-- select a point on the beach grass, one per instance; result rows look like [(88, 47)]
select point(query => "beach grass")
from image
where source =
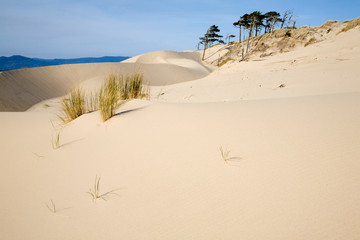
[(73, 105), (95, 192)]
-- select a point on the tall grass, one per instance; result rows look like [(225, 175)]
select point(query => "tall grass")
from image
[(116, 89), (350, 25), (73, 105), (109, 97), (119, 88), (95, 192), (132, 86)]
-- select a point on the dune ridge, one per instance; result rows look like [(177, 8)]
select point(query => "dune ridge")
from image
[(287, 123)]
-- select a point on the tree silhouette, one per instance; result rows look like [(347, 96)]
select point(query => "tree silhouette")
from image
[(210, 37), (271, 18)]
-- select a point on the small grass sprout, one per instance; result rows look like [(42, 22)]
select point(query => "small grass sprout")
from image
[(51, 207), (225, 155), (56, 140), (73, 105), (311, 41), (95, 192), (350, 25)]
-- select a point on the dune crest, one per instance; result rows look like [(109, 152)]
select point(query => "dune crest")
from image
[(261, 149)]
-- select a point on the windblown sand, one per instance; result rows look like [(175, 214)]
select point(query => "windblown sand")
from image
[(295, 150)]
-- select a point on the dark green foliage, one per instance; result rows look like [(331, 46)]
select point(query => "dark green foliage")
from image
[(211, 37)]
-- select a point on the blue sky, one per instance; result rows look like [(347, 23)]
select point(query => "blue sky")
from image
[(94, 28)]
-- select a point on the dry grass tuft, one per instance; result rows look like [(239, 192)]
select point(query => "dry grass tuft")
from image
[(118, 88), (52, 207), (224, 154), (95, 192), (114, 91), (350, 25), (311, 41), (55, 142), (328, 24), (225, 61), (109, 97), (73, 105)]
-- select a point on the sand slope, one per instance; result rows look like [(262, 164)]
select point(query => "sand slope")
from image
[(294, 154), (20, 89)]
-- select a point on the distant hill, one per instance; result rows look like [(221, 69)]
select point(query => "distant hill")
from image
[(18, 61)]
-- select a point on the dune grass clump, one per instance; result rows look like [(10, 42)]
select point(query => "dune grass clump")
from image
[(92, 102), (55, 142), (225, 61), (95, 192), (350, 25), (73, 105), (113, 92), (311, 41), (119, 88), (132, 86), (109, 97)]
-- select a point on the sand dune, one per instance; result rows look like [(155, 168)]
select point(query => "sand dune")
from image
[(21, 89), (292, 170)]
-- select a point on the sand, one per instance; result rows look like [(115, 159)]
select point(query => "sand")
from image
[(293, 172)]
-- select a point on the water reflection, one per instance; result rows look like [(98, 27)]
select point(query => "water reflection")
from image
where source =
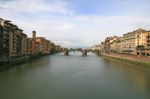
[(75, 77)]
----------------------------------------
**EXERCISE DESCRIPTION:** With the pictures omitted, the entries are to be transcribed in full, exactly as they appear.

**ANSWER SPACE:**
-- select a point on the beach grass, one per instance; result rows look like [(88, 47)]
select point(query => "beach grass")
from image
where source =
[(73, 105), (95, 192)]
-- select a point on the tall grass, one per instance; result rows look like [(225, 175)]
select point(query => "tall grass")
from image
[(116, 89), (350, 25), (73, 105), (109, 97), (119, 88), (95, 192), (132, 86)]
-- select a point on the dune ridge, one per instance; result rows look like [(177, 8)]
select point(query => "dune ridge")
from image
[(287, 123)]
-- select a point on the tree silhouette, one per instance; result rows look like [(347, 96)]
select point(query => "tree silhouette")
from image
[(210, 37), (271, 18)]
-- select a point on the small grass sprout, one per instance; result rows look like [(42, 22)]
select point(query => "small grass sprout")
from image
[(51, 207), (225, 155), (56, 140), (73, 105), (311, 41), (95, 192), (350, 25)]
-- select a point on the dune crest, one per instance; result rows look like [(109, 152)]
select point(query => "dune crest")
from image
[(261, 149)]
-- select a point on the windblown sand, one per instance; result rows look like [(175, 214)]
select point(query => "windblown sand")
from image
[(295, 150)]
-- select a point on the dark green foliage, one per instance; result rows look like [(331, 46)]
select point(query => "dark green foliage")
from image
[(211, 37)]
-- select a point on the blue sky, one per instance; result rows look like [(347, 23)]
select point(query => "blue sky")
from image
[(94, 28)]
-- select a point on the dry grass tuft, one per instance; result rows look like [(239, 192)]
select point(query => "dry grass tuft")
from image
[(118, 88), (52, 207), (224, 154), (95, 192), (114, 91), (350, 25), (311, 41), (55, 142), (328, 24), (225, 61), (109, 97), (73, 105)]
-- select a point on the sand slope, one per instance; result rows look like [(262, 164)]
select point(query => "sand slope")
from image
[(294, 154), (20, 89)]
-- select a point on the distant hill, one per instance; result rows look like [(221, 69)]
select point(query => "distant hill")
from image
[(18, 61)]
-- select a point on the dune grass clump, one per instance; result rows look like [(10, 42)]
select point(query => "dune grass clump")
from image
[(92, 102), (55, 142), (225, 61), (95, 192), (350, 25), (73, 105), (113, 92), (311, 41), (119, 88), (132, 86), (109, 97)]
-- select a point on the sand dune, one per instance; result rows look like [(155, 168)]
select point(query => "sand dune")
from image
[(21, 89), (292, 170)]
-- select a point on the sand, one per instance; result rows look like [(115, 159)]
select point(query => "sand")
from image
[(293, 172)]
-- select a point on the water reflection, one per instance; result rows look like [(98, 27)]
select point(query => "water reflection")
from image
where source =
[(75, 77)]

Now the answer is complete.